* _Yapılacak işler_
1. Kamu çalışanlarının sendikalaşmasını anlatan metni iki cümleyle özetleyin.
2. Kamu çalışanlarının sendikalaşmasını anlatan metni son cümlesinin ardından sürdürün.

* _Gösterilen metin_
·····

Sendikalı kamu çalışanı sayısı 1 Milyon 700 Bin’e merdiven dayamış ve sendikalaşma oranı Yüzde 70’i aşmış durumda.
Bir önceki yıla göre sendikalaşma oranında yüzde 5,2’lik artış var.
Bu sendikalaşma oranı ülkemiz gibi demokrasisi gelişmekte olan ülkeler için umut vericidir.
Konfederasyon bazında sendikaların üye azalış/artış oranı da hangi sendikaların hangi ölçüde rağbet gördüğünü gözler önüne seriyor.
Önümüzdeki yıllar, üye olmayan Yüzde 29’lık kesimin örgütlenmenin getirisi ve katılımcı demokrasiye geçişte sivil toplum kuruluşlarının önemi konusunda ikna edilerek üye olmalarının sağlanacağı bir süreç olacak.
Tabi bu sürecin ayrılmaz bir parçası da sendikaların birbirlerinden üye kapmaya yönelik hamleleri olacak.
Sendikal rekabetin hangi zeminde prim edeceğine ilişkin kanaatimizi son iki yılın üye sayılarını karşılaştırarak oluşturabilir ve bir değerlendirme yapabiliriz.
Sendikaların misyonları, eylemleri ve söylemleri ile ön plana çıkmış özellikleri dikkate alındığında üye sayılarındaki değişimi şöyle yorumlamak mümkün.
Memur-Sen iktidar partisiyle yakın sosyal tabana sahip olmasının da etkisiyle çözüm odaklı, kavga zemininden uzak söyleme sahip bir konfederasyon. Memur-Sen 11 iş kolunun tümünde en fazla üyeye sahip sendika olup tüm iş kollarında memurlar adına masada oturma hakkını elde etmiş durumda. En yakın rakibiyle arasında fark ise 313 Bin. 2014 ve 2015 yılları seçim yılı olmasına ve teşkilatın büyük bir kısmının yenilenmesine karşı 75 Bini aşkın üye artışıyla yılı kapattı.
KAMU-SEN ve KESK üye sayısı azalan iki konfederasyon. Bu iki konfederasyonun ortak özellikleri ise etnik milliyetçilik eksenli sendikal eylem ve söylemlere sahip olmalarıdır. Birbirini besleyen iki farklı kutup olmaları nedeniyle KAMU-SEN ve KESK’in biri var olduğu sürece küçülmüş olsada diğerinin de varlığını devam ettirmesi söz konusu. Sorunları kaşıyan, çözüme, huzura ve süküna katkı sunmayan; kucaklayıcı, kuşatıcı ve uzlaşmacı sendikal anlayıştan uzak tutumları nedeniyle bu konfederasyonlar marjinalleşmiş durumdalar. İdeolojilerinin at gözlüğü ile ılımlı, esnek, uzlaşmacı olmayı aklının ucundan geçirmeyen bu iki konfederasyonun üye sayısının azalmasının tesadüf olduğu söylenemez. Küçülen bu sendikaların her birinin ülkenin belli bölgelerine sıkışmış, ülkenin ve dünyanın gidişatına dair söyleyecek sözü olmayan örgütlere dönüşmelerinin bedelini, sadece bu sendikalar küçülerek ödemiş olmuyorlar. Sendikal varlıklarını; söylemleriyle, itirazlarıyla, eylemleriyle kabul gören ve zenginleşen heterojen bir üye profiline sahip örgütlere dönüştürerek büyümek yerine; ideolojilerinin safkanı, homojen bir örgüt olmaktan yana kullanarak küçülmeyi tercih ediyorlar. Bu tercihin ise ülkeye katacak hiç bir değer yok. O yüzden ülkede sendikalaşma oranı artarken bu iki konfederasyona bağlı sendikalar bu büyümeden pay almak yerine eriyorlar.

·····

* _Veri alıntıları_
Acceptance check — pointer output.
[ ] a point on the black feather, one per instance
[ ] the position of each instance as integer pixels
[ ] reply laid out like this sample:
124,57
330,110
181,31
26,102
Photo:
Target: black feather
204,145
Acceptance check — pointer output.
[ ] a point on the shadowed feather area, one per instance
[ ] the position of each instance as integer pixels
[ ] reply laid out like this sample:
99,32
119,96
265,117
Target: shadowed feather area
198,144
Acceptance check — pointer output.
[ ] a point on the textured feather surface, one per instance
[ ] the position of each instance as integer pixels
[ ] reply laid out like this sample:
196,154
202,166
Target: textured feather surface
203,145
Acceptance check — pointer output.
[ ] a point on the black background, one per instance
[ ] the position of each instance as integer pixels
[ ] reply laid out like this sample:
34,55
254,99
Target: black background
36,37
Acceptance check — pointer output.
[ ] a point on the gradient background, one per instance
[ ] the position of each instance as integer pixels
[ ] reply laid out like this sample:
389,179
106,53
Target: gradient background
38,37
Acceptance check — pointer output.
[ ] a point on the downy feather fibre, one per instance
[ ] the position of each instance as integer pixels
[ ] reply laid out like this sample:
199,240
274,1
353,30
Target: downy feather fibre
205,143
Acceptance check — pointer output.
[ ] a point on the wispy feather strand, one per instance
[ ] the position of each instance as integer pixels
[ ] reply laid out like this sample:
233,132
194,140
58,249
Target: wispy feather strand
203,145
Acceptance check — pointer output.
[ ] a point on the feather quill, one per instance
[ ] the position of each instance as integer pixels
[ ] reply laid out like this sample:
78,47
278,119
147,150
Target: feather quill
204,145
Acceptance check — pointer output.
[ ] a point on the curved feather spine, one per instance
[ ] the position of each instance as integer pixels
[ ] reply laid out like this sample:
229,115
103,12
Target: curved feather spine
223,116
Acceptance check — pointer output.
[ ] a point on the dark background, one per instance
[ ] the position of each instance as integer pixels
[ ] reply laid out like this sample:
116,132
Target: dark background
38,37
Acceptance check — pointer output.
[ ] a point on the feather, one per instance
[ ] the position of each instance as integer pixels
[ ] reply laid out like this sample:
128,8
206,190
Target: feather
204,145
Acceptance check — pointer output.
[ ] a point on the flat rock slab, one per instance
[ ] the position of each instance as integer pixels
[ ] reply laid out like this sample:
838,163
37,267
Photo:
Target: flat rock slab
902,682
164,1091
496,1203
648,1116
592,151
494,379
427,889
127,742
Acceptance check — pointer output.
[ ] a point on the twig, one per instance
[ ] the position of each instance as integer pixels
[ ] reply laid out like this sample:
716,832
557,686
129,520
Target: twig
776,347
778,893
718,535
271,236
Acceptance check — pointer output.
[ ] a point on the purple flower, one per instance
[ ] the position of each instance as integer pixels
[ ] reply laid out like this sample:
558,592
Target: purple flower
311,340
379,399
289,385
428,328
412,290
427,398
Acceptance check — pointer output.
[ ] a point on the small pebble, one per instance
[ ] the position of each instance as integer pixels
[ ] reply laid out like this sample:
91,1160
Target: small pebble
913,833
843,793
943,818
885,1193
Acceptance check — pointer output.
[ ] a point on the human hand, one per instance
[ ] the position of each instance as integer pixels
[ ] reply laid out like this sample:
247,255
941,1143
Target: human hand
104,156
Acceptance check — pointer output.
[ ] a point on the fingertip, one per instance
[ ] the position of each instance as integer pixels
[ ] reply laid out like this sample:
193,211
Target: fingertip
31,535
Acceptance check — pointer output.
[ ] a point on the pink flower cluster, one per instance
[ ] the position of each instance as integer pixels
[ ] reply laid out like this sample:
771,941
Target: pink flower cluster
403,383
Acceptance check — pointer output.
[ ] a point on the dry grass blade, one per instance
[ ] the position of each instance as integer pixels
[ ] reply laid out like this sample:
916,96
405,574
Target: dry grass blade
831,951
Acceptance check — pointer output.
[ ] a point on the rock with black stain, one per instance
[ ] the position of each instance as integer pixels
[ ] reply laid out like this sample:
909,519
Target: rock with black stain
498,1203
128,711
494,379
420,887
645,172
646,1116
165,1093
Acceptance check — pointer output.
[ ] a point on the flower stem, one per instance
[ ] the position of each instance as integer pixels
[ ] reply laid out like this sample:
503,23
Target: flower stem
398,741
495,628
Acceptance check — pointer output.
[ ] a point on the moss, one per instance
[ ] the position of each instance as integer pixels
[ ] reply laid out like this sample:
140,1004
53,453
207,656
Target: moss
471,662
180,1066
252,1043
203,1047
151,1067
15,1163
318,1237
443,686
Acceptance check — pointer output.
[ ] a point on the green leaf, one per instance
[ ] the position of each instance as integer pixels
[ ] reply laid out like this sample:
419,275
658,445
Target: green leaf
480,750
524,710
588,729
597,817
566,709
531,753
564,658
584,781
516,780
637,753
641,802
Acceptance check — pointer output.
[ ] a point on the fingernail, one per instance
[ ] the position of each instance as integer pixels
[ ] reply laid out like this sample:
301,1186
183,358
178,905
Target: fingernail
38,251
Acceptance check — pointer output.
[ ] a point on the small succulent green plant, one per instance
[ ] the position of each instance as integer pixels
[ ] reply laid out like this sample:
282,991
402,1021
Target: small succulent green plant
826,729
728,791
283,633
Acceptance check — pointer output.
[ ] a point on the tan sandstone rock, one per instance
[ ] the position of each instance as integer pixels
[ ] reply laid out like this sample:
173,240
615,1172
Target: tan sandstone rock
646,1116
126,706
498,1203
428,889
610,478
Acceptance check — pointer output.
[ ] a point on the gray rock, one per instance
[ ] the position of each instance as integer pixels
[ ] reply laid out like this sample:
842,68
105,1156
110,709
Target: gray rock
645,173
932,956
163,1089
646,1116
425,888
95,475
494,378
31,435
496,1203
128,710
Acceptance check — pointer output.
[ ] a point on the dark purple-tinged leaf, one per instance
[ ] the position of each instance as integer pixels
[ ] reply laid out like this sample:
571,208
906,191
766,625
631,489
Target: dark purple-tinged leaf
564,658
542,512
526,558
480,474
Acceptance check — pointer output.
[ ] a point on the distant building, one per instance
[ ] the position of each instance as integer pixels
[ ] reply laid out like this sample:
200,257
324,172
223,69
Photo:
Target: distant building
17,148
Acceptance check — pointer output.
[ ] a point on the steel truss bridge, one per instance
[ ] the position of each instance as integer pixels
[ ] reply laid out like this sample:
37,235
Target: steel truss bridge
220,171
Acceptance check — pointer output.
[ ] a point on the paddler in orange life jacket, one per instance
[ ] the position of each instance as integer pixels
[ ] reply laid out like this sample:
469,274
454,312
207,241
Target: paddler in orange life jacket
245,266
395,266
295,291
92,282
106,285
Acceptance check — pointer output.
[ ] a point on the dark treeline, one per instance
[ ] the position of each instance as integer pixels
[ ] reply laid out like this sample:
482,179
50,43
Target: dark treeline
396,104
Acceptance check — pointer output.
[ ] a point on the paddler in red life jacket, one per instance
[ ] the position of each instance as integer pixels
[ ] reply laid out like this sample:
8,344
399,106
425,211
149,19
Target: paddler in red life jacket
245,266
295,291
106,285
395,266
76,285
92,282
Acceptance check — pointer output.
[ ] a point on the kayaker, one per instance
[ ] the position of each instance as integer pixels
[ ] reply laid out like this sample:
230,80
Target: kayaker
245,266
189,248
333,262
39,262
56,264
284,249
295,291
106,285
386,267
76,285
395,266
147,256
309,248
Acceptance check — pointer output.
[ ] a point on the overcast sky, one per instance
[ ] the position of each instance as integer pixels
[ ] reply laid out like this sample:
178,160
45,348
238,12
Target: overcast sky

·····

* _Görev sonuçları_
1. Sendikalı kamu çalışanı sayısı 1 milyon 700 bine yaklaşmış, sendikalaşma oranı yüzde 70'i aşmış ve bir önceki yıla göre yüzde 5,2 artmıştır. Metne göre Memur-Sen 11 iş kolunun tümünde en çok üyeye sahip olup yılı 75 bini aşkın üye artışıyla kapatırken etnik milliyetçilik eksenli söylemleri olan KAMU-SEN ile KESK üye kaybetmiş ve marjinalleşmiştir.

2.
Birleşik Kamu-İş ise sol söylemli sendikacılıkla KESK’le aynı hinterlanttan beslenirken ulusalcı bir bakış açısıyla sendikal söylem geliştirmektedir. Bu boyutuyla BİRLEŞİK KAMU-İŞ’in KESK’ten önümüzdeki yıllar için de alacaklı olduğu söylenebilir.
Siyasi akımların, kamu politikalarına, kamu çalışanlarının sosyal ve ekonomik haklarına ilişkin yansımalarının kaçınılmaz olduğunu; Sendikaların da bu düşüncelere paralel eylem ve söylemleriyle üye artış ve azalış sayılarını etkileyeceği muhakkak.
Bu gidişat hakkında fikir verecek önemli istatistiklerin başında ise sendikaların üye sayılarındaki değişim gelmektedir.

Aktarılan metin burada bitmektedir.